About the Key Contributors:
Douglas Arner, Kerry Holdings Professor in Law at The University of Hong
Douglas Arner is the Kerry Holdings Professor in Law and RGC Senior Research Fellow in Digital Finance and Sustainable Development at the University of Hong Kong, where he leads a team focusing on the role of finance, technology and regulation in supporting broader sustainable development. He is a CFTE Advisory Board Member, a Senior Fellow of the University of Melbourne and a non-executive director of NASDAQ listed biotech firm Aptorum. Douglas has advised dozens of countries and international organisations across the world on financial sector development strategies. He leads Introduction to FinTech, the largest FinTech online course on edX, with over 130,000 learners from (almost) every country in the world.
Dr. Evan Gibson is an Assistant Professor at The Chinese University of Hong Kong
Dr. Evan Gibson is an Assistant Professor at The Chinese University of Hong Kong. Professor Gibson specialises in banking law, financial law and regulation, corporate law, financial technology, regulatory technology, economic law and comparative law. He has authored, co-authored and edited numerous peer-reviewed articles, books, book chapters and reports with inter alia Cambridge University Press, Oxford University Press, Edward Elgar, Routledge, Sweet & Maxwell and the Asian Development Bank.

**Things to do:**
**1.** Reproduce the contributor profiles from "About the Key" up to and including "in the world.", substituting "financial technology" for every instance of "FinTech".
**2.** Write what comes next in the contributor profiles, picking up after their final sentence.

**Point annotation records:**
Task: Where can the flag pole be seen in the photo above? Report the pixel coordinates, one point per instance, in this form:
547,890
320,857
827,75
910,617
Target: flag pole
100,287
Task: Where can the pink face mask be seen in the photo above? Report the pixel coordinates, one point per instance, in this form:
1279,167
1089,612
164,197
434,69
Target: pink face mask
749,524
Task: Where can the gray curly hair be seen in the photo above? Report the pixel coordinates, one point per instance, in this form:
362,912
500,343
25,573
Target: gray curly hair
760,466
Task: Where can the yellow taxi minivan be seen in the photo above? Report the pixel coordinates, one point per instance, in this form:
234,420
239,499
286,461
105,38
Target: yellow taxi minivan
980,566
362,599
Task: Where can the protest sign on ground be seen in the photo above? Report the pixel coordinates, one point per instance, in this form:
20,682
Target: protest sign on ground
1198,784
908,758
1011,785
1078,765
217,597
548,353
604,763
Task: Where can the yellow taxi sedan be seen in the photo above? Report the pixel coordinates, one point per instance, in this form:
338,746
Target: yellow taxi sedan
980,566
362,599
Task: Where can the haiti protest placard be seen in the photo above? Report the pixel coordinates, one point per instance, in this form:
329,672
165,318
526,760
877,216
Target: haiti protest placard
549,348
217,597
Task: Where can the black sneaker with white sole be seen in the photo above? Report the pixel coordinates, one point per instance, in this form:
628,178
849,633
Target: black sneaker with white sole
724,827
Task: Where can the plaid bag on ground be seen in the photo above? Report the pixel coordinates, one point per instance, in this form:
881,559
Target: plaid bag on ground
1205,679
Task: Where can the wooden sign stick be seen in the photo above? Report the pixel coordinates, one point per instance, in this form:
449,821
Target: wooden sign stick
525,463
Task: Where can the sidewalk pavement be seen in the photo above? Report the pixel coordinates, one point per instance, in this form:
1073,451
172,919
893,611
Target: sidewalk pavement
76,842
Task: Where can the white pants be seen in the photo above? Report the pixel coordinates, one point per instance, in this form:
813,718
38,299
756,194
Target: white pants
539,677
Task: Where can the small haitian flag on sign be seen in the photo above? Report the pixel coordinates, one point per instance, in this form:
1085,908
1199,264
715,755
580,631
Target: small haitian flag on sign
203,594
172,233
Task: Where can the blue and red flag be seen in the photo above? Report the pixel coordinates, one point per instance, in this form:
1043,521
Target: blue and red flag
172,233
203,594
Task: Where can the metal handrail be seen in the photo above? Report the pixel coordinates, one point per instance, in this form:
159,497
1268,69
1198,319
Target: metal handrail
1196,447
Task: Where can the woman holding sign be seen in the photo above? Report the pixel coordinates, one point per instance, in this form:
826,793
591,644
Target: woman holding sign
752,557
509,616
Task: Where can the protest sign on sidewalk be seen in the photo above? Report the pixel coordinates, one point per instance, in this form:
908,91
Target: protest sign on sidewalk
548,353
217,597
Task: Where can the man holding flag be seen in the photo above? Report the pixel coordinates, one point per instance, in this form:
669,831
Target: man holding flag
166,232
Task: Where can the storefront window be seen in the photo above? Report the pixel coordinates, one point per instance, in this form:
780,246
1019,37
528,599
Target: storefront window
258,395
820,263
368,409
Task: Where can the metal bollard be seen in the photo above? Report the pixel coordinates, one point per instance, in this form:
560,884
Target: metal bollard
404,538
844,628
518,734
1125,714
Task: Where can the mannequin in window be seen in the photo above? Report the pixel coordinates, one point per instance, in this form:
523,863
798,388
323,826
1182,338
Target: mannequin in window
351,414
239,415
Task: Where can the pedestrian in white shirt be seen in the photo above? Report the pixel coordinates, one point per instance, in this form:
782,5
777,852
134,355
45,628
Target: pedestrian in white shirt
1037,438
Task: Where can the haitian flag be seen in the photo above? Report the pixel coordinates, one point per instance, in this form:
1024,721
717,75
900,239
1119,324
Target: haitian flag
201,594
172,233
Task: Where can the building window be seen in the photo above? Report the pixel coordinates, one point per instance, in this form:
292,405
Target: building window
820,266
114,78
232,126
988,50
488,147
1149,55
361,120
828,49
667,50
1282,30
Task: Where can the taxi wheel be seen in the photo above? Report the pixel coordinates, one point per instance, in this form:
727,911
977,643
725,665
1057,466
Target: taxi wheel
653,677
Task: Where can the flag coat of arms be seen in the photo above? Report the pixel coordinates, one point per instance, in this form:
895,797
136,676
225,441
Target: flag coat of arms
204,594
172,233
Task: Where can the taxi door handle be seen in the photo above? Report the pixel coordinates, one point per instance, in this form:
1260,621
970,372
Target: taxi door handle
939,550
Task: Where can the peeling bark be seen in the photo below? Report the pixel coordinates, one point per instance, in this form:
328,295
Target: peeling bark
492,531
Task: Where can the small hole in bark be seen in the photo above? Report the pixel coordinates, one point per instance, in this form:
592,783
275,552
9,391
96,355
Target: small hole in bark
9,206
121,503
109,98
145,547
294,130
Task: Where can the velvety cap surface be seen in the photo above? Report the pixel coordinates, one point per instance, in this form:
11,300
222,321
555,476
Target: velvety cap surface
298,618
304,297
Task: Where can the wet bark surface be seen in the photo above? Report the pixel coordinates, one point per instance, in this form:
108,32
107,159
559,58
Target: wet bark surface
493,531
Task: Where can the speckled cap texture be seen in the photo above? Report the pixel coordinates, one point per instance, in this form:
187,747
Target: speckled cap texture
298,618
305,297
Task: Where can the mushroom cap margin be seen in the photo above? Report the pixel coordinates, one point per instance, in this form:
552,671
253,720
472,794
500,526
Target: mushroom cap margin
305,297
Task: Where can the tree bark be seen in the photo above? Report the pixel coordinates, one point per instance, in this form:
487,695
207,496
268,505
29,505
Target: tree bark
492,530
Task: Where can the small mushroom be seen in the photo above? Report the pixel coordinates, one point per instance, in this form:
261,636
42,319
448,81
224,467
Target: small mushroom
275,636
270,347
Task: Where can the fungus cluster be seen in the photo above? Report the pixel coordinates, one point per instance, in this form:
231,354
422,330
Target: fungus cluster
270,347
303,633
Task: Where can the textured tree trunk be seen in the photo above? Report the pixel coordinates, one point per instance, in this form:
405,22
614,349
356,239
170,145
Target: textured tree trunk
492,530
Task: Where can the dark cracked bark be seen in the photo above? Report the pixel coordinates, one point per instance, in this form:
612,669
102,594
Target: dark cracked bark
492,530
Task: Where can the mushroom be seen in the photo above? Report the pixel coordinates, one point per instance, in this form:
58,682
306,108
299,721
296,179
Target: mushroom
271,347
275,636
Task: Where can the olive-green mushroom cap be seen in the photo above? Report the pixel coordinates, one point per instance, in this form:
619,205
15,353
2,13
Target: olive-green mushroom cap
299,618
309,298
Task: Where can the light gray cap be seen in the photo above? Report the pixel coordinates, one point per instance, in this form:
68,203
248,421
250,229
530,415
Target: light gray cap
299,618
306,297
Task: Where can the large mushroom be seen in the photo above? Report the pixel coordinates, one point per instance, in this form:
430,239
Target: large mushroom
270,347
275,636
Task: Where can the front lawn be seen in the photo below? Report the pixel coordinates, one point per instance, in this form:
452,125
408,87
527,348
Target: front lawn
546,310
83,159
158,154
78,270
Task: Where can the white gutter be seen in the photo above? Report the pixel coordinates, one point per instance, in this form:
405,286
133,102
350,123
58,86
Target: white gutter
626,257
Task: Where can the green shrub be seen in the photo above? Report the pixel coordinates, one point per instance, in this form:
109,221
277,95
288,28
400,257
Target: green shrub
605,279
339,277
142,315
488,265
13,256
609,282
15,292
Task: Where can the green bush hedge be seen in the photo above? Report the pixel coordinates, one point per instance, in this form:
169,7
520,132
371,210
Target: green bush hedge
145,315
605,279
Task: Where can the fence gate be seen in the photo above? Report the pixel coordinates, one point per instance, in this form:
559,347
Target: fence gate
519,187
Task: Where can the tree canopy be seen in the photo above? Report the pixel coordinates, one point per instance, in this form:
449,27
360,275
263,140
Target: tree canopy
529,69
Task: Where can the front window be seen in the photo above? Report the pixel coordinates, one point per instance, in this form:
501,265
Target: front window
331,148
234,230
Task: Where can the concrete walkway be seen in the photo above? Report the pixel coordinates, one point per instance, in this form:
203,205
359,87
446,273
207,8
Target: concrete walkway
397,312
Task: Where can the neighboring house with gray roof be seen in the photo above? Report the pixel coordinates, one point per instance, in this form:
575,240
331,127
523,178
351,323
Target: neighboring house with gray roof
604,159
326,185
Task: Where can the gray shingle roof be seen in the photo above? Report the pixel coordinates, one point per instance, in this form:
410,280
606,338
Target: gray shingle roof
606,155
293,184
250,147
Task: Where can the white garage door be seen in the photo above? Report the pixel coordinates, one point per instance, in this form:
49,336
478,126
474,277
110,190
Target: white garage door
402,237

**Outputs in order:**
**1.**
About the Key Contributors:
Douglas Arner, Kerry Holdings Professor in Law at The University of Hong
Douglas Arner is the Kerry Holdings Professor in Law and RGC Senior Research Fellow in Digital Finance and Sustainable Development at the University of Hong Kong, where he leads a team focusing on the role of finance, technology and regulation in supporting broader sustainable development. He is a CFTE Advisory Board Member, a Senior Fellow of the University of Melbourne and a non-executive director of NASDAQ listed biotech firm Aptorum. Douglas has advised dozens of countries and international organisations across the world on financial sector development strategies. He leads Introduction to financial technology, the largest financial technology online course on edX, with over 130,000 learners from (almost) every country in the world.

**2.**
Sangita F. Gazi, Stanford Law School, Yale Law School, Rutgers University and Hong Kong University
Sangita F. Gazi is a Transatlantic Technology Law Fellow with Stanford Law School, a Research Fellow with Yale Law School, a Senior Research Fellow with Rutgers Law School and a final year of Ph.D. student at the University of Hong Kong. Her doctoral research delves into the macroeconomic implications of central banks’ innovation policies, particularly with regard to Central Bank Digital Currency (CBDC) and the use of law as a macroeconomic tool to mitigate potential adverse effects stemming from novel CBDC policies. She has published peer-reviewed articles on payment systems, digital currencies, and regulatory and supervisory technologies in journals such as the Cambridge Law Review, the Banking and Finance Law Review, and the Arkansas Law Review.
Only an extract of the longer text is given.